(Source records)
*** Block opens ***

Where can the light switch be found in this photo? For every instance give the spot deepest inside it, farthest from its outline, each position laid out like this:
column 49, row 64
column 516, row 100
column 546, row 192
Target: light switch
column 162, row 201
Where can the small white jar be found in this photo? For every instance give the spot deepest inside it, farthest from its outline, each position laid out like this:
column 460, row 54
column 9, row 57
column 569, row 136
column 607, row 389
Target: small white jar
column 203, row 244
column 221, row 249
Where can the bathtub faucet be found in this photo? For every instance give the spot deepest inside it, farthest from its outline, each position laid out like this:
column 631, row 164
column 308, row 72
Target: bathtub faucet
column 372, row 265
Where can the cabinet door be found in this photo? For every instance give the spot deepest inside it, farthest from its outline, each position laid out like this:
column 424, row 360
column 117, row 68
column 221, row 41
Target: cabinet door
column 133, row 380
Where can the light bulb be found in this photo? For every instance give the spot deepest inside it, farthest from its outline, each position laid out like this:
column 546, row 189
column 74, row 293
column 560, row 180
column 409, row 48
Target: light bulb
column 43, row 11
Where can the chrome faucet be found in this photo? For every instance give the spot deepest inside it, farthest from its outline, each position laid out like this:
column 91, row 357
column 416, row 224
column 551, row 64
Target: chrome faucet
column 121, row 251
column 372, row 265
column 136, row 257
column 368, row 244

*** Block closes ***

§ **ASSIGNED TASK**:
A word-for-word transcription of all the data is needed.

§ **RESPONSE**:
Where can the light switch be found in this photo? For every instance give the spot deepest inside it, farthest from its outline, each position laid out like this:
column 49, row 64
column 516, row 100
column 546, row 192
Target: light switch
column 162, row 201
Where can the small white jar be found in this photo? For every instance give the spot deepest inside it, farthest from its outline, each position laid out like this:
column 460, row 54
column 9, row 57
column 569, row 136
column 607, row 389
Target: small white jar
column 203, row 244
column 221, row 249
Where can the bathtub faucet be found in this photo? For every instance give the spot deepest inside it, farthest from its outline, each position laid out like this:
column 631, row 164
column 308, row 72
Target: bathtub faucet
column 372, row 265
Where can the cabinet door be found in this photo? For every instance give the spot deepest inside it, farthest from its outline, each position laid out like this:
column 424, row 360
column 117, row 68
column 221, row 41
Target: cabinet door
column 133, row 380
Where can the light bulb be found in this photo? For every instance give the spot deepest inside it, farthest from its outline, each position laid out like this:
column 546, row 189
column 74, row 293
column 560, row 180
column 409, row 48
Target: light bulb
column 43, row 11
Where can the chrome faucet be found in this photo? For every instance give the spot deepest inside it, farthest from its outline, each position laid out like this:
column 91, row 357
column 416, row 224
column 551, row 64
Target: chrome faucet
column 121, row 251
column 372, row 265
column 136, row 257
column 368, row 244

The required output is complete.